• Provided information
--------------------------------------------------
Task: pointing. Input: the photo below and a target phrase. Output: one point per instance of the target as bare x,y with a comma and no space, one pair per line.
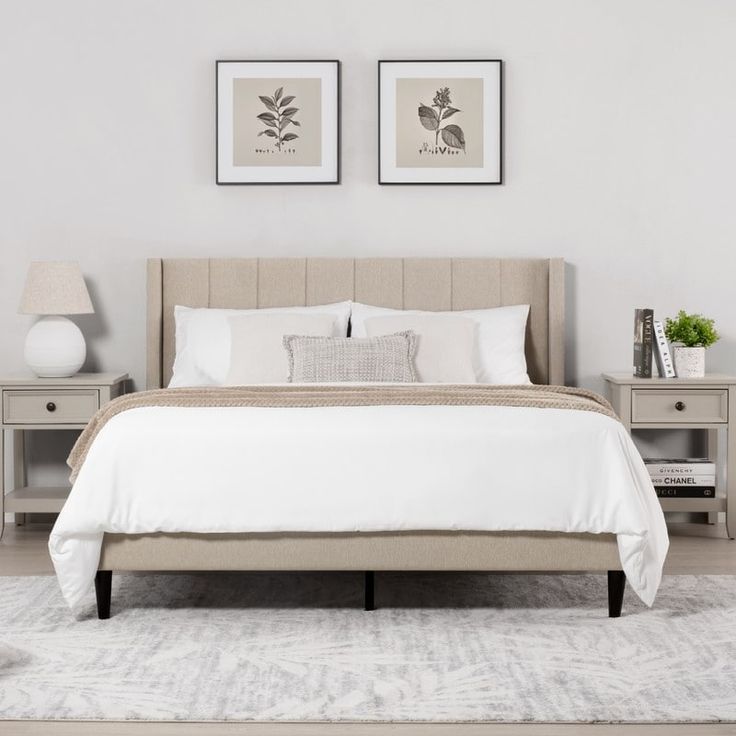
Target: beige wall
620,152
--------------------------------------------------
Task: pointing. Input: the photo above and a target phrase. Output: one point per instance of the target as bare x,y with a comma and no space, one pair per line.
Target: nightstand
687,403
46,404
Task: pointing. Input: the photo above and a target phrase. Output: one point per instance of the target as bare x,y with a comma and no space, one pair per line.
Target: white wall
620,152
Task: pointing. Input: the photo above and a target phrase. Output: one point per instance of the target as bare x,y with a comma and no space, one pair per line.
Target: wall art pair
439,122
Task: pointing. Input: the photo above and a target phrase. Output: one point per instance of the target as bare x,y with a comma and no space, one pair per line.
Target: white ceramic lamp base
--------------------------------------------------
• The task
List every line of the material above that contains the string "wall", copying each such line in full without changes.

• The response
Target: beige wall
Target: white wall
Target: wall art pair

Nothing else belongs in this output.